[Coordinate annotation records]
☆ ☆ ☆

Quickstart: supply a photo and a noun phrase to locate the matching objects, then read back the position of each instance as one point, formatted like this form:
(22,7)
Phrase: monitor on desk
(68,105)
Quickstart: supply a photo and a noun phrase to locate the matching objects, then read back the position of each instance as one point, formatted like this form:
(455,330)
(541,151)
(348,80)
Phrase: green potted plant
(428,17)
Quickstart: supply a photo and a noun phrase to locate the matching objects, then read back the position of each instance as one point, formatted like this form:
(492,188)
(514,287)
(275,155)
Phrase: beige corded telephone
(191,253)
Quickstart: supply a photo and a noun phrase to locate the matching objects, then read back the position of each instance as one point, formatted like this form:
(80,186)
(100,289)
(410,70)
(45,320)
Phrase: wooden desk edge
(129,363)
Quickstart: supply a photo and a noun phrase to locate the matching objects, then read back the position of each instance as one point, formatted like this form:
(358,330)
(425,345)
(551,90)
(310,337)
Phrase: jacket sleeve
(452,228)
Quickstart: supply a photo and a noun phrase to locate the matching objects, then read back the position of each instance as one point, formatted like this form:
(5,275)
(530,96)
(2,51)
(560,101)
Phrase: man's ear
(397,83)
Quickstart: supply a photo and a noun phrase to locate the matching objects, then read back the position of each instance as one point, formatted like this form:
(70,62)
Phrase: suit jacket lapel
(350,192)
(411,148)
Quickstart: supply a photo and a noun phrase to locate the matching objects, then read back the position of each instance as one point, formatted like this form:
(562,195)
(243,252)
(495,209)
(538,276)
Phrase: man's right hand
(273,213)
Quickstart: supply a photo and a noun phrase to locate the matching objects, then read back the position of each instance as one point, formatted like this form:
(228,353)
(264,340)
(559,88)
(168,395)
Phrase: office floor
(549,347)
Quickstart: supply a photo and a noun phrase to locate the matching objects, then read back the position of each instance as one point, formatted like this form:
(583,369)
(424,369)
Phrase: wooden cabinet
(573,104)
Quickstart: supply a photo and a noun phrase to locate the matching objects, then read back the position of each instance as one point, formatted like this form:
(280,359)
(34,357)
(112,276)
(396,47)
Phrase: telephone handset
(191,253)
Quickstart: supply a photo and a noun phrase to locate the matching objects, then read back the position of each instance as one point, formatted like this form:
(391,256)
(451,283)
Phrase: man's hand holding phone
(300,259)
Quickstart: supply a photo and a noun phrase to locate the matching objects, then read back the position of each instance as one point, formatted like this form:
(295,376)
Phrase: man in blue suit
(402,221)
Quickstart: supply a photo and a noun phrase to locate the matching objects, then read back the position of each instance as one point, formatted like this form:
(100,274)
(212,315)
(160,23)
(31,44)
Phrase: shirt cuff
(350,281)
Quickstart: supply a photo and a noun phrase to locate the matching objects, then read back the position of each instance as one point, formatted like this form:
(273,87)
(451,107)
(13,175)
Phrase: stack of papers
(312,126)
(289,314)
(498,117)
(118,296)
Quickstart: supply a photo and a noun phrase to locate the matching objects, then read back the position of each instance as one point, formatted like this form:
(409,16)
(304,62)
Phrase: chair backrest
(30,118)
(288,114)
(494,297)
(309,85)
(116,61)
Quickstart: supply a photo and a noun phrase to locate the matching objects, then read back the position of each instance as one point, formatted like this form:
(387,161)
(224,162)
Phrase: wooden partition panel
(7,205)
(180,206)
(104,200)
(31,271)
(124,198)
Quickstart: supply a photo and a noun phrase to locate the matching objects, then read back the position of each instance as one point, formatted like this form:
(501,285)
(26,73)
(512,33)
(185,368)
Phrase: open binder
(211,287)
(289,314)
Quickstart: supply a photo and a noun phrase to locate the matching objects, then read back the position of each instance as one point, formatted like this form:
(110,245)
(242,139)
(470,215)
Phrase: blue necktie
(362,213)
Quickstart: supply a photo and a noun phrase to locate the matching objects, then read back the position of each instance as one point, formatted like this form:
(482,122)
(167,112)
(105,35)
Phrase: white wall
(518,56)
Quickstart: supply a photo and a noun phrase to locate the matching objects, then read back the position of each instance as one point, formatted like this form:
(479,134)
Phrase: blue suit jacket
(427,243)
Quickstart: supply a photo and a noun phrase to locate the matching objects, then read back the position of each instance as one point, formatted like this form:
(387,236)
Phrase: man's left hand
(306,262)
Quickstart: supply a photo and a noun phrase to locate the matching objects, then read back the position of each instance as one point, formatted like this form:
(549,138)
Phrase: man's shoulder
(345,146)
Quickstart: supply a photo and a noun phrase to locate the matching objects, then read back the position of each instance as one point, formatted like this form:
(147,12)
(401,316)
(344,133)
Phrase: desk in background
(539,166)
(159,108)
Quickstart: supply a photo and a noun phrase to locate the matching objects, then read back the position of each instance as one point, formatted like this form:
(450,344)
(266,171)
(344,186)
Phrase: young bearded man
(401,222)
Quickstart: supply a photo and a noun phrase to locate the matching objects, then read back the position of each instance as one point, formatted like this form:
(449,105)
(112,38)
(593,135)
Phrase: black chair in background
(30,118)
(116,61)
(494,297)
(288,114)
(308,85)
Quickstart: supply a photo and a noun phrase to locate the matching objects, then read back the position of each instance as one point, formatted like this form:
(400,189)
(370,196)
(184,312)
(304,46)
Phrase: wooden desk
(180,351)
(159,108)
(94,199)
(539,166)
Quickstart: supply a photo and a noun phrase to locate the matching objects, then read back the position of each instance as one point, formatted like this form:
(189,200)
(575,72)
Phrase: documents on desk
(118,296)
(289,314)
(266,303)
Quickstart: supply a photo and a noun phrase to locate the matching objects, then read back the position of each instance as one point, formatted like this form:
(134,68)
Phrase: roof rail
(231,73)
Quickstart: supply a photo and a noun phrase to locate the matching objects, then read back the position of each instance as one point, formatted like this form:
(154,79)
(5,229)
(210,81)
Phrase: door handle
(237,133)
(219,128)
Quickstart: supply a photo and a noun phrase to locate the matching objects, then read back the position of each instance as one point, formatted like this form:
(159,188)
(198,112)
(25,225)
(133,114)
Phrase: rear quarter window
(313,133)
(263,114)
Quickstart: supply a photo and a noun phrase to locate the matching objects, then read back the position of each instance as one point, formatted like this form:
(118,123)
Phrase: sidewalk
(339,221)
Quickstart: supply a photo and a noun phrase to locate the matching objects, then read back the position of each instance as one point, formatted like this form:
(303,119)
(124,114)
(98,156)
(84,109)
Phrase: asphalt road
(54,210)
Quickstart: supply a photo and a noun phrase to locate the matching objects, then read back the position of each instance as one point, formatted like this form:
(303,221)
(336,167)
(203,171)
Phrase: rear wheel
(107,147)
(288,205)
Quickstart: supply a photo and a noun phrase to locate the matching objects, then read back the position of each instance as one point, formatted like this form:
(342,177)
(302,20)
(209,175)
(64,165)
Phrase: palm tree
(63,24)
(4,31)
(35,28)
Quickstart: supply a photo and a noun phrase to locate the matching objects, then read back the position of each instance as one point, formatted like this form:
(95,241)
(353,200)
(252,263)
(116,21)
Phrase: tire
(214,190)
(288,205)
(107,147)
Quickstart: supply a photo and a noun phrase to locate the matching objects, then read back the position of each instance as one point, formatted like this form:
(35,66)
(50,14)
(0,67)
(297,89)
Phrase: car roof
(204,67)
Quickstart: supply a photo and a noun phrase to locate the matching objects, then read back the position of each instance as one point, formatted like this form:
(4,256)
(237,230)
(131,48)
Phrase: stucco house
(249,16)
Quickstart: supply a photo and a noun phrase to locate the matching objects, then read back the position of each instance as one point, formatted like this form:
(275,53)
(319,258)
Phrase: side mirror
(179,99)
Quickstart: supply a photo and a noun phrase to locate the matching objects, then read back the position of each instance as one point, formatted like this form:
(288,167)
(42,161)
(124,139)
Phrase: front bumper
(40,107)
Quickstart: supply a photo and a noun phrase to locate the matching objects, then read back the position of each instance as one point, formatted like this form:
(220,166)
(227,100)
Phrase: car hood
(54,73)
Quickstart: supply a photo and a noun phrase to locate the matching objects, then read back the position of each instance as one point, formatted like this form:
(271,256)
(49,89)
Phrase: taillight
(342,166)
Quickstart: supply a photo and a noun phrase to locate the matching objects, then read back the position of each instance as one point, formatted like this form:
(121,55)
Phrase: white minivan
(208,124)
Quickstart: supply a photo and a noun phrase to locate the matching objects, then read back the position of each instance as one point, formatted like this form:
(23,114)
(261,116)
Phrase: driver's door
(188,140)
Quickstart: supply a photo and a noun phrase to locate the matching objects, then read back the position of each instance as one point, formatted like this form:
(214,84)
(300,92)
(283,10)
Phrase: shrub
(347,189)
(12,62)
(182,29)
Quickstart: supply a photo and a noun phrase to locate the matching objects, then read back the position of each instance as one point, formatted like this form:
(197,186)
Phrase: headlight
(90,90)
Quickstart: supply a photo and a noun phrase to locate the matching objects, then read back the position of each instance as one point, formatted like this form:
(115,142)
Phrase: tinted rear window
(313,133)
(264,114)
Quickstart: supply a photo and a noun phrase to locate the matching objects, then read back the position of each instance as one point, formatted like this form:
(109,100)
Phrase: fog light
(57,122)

☆ ☆ ☆

Pull out each line in the rows above that contains the word "wooden" and copy it.

* EXERCISE OUTPUT
Phrase: wooden desk edge
Phrase: wooden cabinet
Phrase: wooden partition panel
Phrase: wooden desk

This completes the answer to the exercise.